__Data shown__.
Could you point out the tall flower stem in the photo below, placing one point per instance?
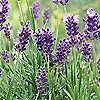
(21, 11)
(57, 27)
(37, 96)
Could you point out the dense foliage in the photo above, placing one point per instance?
(36, 65)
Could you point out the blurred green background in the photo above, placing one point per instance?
(76, 7)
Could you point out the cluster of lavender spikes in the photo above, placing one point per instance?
(98, 65)
(44, 40)
(41, 79)
(7, 30)
(92, 27)
(46, 15)
(63, 2)
(6, 56)
(62, 48)
(4, 8)
(86, 51)
(23, 37)
(36, 9)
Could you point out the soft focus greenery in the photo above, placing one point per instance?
(18, 79)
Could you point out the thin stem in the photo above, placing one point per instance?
(21, 11)
(37, 96)
(57, 28)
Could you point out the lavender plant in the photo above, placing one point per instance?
(48, 62)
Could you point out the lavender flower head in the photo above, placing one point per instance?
(4, 8)
(86, 51)
(92, 24)
(23, 37)
(71, 23)
(5, 56)
(63, 2)
(13, 56)
(98, 65)
(46, 15)
(44, 40)
(0, 71)
(41, 79)
(36, 9)
(7, 30)
(62, 49)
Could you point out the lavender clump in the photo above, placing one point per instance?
(36, 9)
(98, 65)
(44, 40)
(92, 27)
(4, 9)
(0, 71)
(7, 30)
(41, 79)
(86, 51)
(13, 56)
(23, 37)
(63, 2)
(5, 56)
(46, 15)
(62, 48)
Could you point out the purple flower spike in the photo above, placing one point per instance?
(62, 48)
(41, 79)
(7, 28)
(98, 65)
(23, 37)
(92, 27)
(0, 71)
(4, 8)
(46, 15)
(13, 56)
(63, 2)
(71, 23)
(5, 56)
(36, 9)
(44, 40)
(86, 51)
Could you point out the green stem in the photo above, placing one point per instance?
(21, 11)
(37, 96)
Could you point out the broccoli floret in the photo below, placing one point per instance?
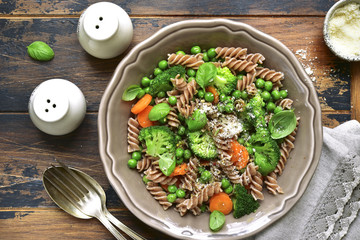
(225, 81)
(202, 145)
(265, 149)
(255, 113)
(162, 82)
(158, 140)
(244, 203)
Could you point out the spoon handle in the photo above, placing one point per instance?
(110, 227)
(122, 227)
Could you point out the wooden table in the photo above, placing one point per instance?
(26, 211)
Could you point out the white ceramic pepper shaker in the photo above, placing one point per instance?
(104, 30)
(57, 106)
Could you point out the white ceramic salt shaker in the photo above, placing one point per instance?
(57, 106)
(105, 30)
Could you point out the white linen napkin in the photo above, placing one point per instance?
(330, 205)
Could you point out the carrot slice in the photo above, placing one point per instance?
(141, 104)
(143, 117)
(239, 154)
(221, 202)
(179, 170)
(214, 92)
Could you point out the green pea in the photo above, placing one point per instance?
(268, 86)
(236, 94)
(191, 72)
(205, 57)
(177, 138)
(201, 94)
(180, 52)
(141, 93)
(266, 95)
(157, 71)
(229, 108)
(179, 161)
(278, 109)
(270, 106)
(240, 76)
(136, 155)
(283, 93)
(209, 97)
(275, 94)
(211, 53)
(187, 154)
(145, 180)
(260, 83)
(195, 50)
(162, 121)
(222, 97)
(206, 176)
(172, 188)
(172, 100)
(171, 197)
(191, 78)
(161, 94)
(163, 64)
(181, 130)
(229, 189)
(180, 193)
(132, 163)
(203, 208)
(179, 153)
(225, 183)
(145, 81)
(244, 95)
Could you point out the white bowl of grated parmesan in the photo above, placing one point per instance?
(342, 29)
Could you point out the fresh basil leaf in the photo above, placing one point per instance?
(205, 74)
(40, 51)
(196, 121)
(282, 124)
(217, 220)
(131, 92)
(167, 163)
(159, 111)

__Required action__. Leave the pictures out. Otherwise, output the listing above exactly.

__Result__.
Could you point out the tall flower stem in the photo below, placing one point per instance?
(21, 11)
(57, 27)
(37, 96)
Could you point out the dense foliage in the photo above, placing one point per instance?
(36, 65)
Could you point out the blurred green background in the photo above, placing one point per instance?
(76, 7)
Could you point out the cluster of lavender spikes in the photo above, placing one point per instance?
(98, 65)
(44, 40)
(41, 79)
(7, 30)
(92, 27)
(46, 15)
(63, 2)
(6, 56)
(62, 48)
(4, 8)
(86, 51)
(23, 37)
(36, 9)
Could you point out the soft focus greenery in the photo above, placing one point per instance?
(18, 79)
Could you point out the thin stem in the photo above, placing one point per instance?
(21, 11)
(37, 96)
(57, 28)
Could you point out the lavender plant in the photo above, placing one point per instance?
(48, 62)
Could you point out the lavender flower head in the photo above, placing one point per instance?
(4, 8)
(86, 51)
(92, 24)
(23, 37)
(71, 23)
(5, 56)
(63, 2)
(13, 56)
(98, 65)
(46, 15)
(44, 40)
(0, 71)
(41, 79)
(36, 9)
(7, 30)
(62, 49)
Could you point out the lavender clump in the photo above, placing one point per instance?
(36, 9)
(98, 65)
(44, 40)
(92, 27)
(4, 9)
(0, 71)
(7, 30)
(41, 79)
(86, 51)
(13, 56)
(23, 37)
(63, 2)
(5, 56)
(46, 15)
(62, 48)
Could you point out the purple flower spike in the photo above, placing one point per instance?
(62, 48)
(41, 79)
(7, 28)
(98, 65)
(23, 37)
(92, 27)
(0, 71)
(4, 8)
(46, 15)
(13, 56)
(63, 2)
(71, 23)
(5, 56)
(36, 9)
(44, 40)
(86, 51)
Could you point out the green stem in the photo above, placing one point per instance?
(21, 11)
(37, 96)
Could you point out the broccoli floret in the photo below, placing one point per instance?
(225, 81)
(202, 145)
(265, 149)
(255, 113)
(162, 82)
(158, 140)
(244, 203)
Could you point out the spoon handle in the photo above, placing one point per instance?
(110, 227)
(122, 227)
Could you point out the wooden table in the photo above, placing one point per instance?
(26, 211)
Could you point out the white ceramic pepper shaker in the photo above, placing one point per instance?
(104, 30)
(57, 106)
Could you point out the white ceramic salt shaker in the photo above, placing one point per instance?
(57, 106)
(105, 30)
Could you point out the white linen napkin in the photo above, placing one point per instance?
(330, 205)
Could you point out the carrot slice in the photo above, placing one point per instance?
(141, 104)
(143, 117)
(239, 154)
(221, 202)
(179, 170)
(214, 92)
Could you point out the green pea in the photo above, placing one point per instance?
(268, 86)
(236, 94)
(191, 72)
(205, 57)
(177, 138)
(201, 94)
(180, 52)
(141, 93)
(266, 95)
(157, 71)
(229, 108)
(179, 161)
(278, 109)
(270, 106)
(240, 76)
(136, 155)
(283, 93)
(209, 97)
(275, 94)
(211, 53)
(187, 154)
(145, 180)
(260, 83)
(195, 50)
(162, 121)
(222, 97)
(206, 176)
(172, 188)
(172, 100)
(171, 197)
(191, 78)
(161, 94)
(163, 64)
(181, 130)
(229, 189)
(180, 193)
(132, 163)
(203, 208)
(179, 153)
(225, 183)
(145, 81)
(244, 95)
Could you point out the white bowl of grated parmesan in the photo above, placing one point per instance?
(342, 29)
Could you point out the fresh basil leaf in the photo above, placing one point per instance?
(205, 74)
(40, 51)
(196, 121)
(282, 124)
(217, 220)
(131, 92)
(167, 163)
(159, 111)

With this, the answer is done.